**PROMPT:** Return the passage from the Spark Structured Streaming thread below that lies between "val head = sinkLog.allFiles().head" and "Array(head.copy(action = FileStreamSinkLog.DELETE_ACTION))", inclusive, reproduced word for word.

**PASSAGE SHOWN:**
══════════

Appreciate for your help.
Upvotes: 1
Views: 4943
Reputation: 36
For Spark 3.0.0 and above, it has been implemented.
Basically it adds 3 strategy for committed files (ARCHIVE, DELETE, OFF) and allows just configure it.
Honestly, I have never tried it myself, but I see some answers here for Spark 3+ and it definitely worth mentioning.
Upvotes: 0
Reputation: 103
It seems that I found solution/workaround.
The key concept is to use FileStreamSinkLog andn udpate it with SinkFileStatus with action set to delete
:
load FileStreamSinkLog
sinkLog = new FileStreamSinkLog(1, spark, full-path-to-spark-metadata-dir);
get latest SinkFileStatus
Option<Tuple2<Object, SinkFileStatus[]>> latest = sinkLog.getLatest();
long batchId = (long)latest.get()._1;
SinkFileStatus[] fileStatuses = latest.get()._2;
delete old files
Add new new entry with delete
action to fileStatuses
array
write batchId
log file back with updated fileStatuses
However this requires that structured streaming job be stopped. So there's no solution for delete old files written by Spark Structured Streaming without stopping it.
Upvotes: 4
Reputation: 21
For your ease of copy/paste, here's a working code (scala) snippet as of spark 3.0.1. Deletes one file and writes a new batch:
import org.apache.spark.sql.execution.streaming.FileStreamSinkLog
import scala.language.postfixOps
import scala.sys.process._
import scala.util.Try
val sinkLog = new FileStreamSinkLog (
1,
spark,
SPARK_METADATA_ROOT
)
val head = sinkLog.allFiles().head
val deleteCommand = s"hadoop fs -rm ${head.path}"
println (Try (deleteCommand ! processlogger).getOrElse(s""""$deleteCommand" failed""") )
head.copy(action = FileStreamSinkLog.DELETE_ACTION)
sinkLog
.add (
latestBatch.get._1+1,
Array(head.copy(action = FileStreamSinkLog.DELETE_ACTION))
)
Upvotes: 0
Reputation: 2466
You can't delete that folder unless you delete it's corresponding checkpoint folders too. You are trying to delete the folder while the checkpoint still has knowledge of it, so that is why the error is occurring.
However, I really wouldn't recommend messing with the checkpoint folder unless necessary. If it's possible in your situation, I'd suggest instead moving your old data to different data storage types such as in AWS Standard -> Glacier.
Upvotes: 1

══════════

**ENTRIES SUPPLIED:**
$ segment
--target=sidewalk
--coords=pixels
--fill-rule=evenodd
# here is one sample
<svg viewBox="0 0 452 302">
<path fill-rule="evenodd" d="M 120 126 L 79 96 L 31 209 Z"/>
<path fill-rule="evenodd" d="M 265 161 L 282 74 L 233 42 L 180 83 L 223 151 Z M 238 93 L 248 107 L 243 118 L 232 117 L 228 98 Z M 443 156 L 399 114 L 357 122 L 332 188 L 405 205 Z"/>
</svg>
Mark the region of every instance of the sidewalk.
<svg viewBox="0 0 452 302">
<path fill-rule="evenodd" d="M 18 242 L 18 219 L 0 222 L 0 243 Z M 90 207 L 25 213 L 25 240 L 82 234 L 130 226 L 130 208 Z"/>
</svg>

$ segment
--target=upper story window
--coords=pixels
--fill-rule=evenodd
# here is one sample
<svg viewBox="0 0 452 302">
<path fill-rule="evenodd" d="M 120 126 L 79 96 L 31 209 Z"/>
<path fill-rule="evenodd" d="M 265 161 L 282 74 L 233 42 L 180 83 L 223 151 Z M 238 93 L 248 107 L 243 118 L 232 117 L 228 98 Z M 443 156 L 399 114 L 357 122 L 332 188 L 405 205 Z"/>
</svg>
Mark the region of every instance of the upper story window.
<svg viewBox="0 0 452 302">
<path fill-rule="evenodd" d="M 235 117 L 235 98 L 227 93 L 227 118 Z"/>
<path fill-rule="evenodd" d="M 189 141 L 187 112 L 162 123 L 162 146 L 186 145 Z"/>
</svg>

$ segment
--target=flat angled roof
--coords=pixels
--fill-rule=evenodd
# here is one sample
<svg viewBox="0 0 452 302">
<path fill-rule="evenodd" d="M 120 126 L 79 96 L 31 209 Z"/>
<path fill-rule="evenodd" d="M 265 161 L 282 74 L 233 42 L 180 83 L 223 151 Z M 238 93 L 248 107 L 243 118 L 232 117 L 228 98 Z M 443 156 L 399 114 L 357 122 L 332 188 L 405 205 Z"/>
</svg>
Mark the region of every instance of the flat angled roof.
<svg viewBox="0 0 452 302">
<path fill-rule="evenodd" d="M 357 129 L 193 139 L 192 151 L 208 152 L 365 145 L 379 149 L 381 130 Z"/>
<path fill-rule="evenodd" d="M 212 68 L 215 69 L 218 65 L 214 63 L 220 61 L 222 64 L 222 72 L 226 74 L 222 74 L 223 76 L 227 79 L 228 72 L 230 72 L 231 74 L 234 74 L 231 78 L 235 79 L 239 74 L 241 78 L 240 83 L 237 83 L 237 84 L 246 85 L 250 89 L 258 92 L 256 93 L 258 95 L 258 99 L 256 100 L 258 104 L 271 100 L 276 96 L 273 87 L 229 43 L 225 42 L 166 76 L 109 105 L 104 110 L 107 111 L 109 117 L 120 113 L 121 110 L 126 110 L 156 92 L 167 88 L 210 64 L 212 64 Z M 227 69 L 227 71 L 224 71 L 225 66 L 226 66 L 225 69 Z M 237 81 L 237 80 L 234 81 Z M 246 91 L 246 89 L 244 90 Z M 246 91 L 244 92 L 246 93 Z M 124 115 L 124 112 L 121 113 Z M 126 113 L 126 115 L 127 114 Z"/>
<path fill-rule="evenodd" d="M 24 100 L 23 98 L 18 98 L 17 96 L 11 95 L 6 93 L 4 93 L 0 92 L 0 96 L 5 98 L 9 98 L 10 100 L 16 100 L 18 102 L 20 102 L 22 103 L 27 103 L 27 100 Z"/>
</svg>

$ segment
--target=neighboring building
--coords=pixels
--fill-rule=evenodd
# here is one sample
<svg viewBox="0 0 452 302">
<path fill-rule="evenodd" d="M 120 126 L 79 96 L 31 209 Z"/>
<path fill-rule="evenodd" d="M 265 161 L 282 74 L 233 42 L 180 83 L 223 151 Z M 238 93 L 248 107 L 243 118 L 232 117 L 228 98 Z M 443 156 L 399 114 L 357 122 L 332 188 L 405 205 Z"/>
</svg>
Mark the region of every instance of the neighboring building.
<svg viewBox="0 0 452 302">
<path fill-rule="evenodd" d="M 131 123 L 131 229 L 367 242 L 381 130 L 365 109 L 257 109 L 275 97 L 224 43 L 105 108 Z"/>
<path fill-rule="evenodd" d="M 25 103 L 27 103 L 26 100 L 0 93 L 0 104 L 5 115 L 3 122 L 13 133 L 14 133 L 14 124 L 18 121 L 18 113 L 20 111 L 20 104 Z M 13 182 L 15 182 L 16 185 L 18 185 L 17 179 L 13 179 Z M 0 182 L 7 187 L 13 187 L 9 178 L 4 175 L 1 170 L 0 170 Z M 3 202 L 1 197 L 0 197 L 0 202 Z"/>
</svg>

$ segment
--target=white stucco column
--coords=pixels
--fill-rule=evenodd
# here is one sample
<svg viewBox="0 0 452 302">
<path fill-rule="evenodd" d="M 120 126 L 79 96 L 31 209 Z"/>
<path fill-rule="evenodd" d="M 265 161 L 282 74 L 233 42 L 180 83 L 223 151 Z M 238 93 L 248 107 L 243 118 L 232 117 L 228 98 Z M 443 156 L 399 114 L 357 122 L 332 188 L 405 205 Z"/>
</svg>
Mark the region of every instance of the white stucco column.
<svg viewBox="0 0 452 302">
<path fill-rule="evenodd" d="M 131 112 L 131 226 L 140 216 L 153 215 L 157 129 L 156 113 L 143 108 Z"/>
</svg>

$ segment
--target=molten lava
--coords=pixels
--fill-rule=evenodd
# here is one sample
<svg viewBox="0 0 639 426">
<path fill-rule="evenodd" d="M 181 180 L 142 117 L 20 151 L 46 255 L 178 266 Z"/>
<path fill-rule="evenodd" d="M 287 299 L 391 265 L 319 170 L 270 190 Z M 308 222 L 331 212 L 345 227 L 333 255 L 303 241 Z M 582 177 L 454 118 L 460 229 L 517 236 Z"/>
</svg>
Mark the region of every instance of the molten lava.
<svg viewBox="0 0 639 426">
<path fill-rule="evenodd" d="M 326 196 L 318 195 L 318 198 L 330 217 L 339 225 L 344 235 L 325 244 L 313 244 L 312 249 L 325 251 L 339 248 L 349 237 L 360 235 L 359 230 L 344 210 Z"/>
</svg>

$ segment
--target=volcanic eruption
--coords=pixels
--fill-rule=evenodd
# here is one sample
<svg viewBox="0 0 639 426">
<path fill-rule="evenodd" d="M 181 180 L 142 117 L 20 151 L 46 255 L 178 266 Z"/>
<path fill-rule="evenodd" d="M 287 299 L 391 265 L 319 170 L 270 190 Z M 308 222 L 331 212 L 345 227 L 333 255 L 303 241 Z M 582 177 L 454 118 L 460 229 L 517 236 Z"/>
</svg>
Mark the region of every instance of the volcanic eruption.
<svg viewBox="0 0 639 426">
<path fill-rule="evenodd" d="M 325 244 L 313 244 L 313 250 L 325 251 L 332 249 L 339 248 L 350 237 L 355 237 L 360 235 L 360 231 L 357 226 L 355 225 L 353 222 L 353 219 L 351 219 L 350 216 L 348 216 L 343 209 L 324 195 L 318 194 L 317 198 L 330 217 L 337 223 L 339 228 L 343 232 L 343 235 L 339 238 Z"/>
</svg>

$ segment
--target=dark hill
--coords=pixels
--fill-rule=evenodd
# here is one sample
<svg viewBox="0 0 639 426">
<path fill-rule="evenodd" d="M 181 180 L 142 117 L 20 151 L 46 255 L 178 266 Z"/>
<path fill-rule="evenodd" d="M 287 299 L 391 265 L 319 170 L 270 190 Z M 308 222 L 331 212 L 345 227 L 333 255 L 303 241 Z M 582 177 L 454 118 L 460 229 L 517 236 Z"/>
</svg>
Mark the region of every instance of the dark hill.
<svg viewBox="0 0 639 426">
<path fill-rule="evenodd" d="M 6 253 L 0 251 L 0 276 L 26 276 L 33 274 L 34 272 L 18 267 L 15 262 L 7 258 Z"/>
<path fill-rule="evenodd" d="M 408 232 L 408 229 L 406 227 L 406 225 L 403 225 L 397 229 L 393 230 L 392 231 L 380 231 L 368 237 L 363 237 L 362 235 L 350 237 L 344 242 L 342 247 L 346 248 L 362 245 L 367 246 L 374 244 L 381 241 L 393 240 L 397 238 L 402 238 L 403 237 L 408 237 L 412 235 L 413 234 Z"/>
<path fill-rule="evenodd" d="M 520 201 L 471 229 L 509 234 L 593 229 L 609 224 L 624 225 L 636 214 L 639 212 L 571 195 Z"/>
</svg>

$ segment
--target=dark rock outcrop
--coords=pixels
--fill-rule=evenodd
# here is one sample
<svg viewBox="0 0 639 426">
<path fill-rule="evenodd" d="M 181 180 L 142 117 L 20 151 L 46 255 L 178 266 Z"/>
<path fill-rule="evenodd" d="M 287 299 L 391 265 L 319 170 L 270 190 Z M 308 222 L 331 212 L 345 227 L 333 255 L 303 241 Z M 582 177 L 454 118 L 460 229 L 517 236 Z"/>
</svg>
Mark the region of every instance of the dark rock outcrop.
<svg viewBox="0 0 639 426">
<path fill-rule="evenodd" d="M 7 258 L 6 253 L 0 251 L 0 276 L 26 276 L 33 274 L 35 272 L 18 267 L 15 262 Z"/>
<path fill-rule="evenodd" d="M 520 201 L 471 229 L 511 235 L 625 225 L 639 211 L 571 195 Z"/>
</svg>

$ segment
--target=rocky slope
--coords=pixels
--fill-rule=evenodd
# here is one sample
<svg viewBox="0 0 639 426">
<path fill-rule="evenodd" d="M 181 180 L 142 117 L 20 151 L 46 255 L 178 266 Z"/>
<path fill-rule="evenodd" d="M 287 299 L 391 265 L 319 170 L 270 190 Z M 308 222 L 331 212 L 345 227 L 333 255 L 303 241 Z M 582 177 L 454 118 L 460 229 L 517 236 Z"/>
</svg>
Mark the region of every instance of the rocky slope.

══════════

**THE OUTPUT:**
val head = sinkLog.allFiles().head
val deleteCommand = s"hadoop fs -rm ${head.path}"
println (Try (deleteCommand ! processlogger).getOrElse(s""""$deleteCommand" failed""") )
head.copy(action = FileStreamSinkLog.DELETE_ACTION)
sinkLog
.add (
latestBatch.get._1+1,
Array(head.copy(action = FileStreamSinkLog.DELETE_ACTION))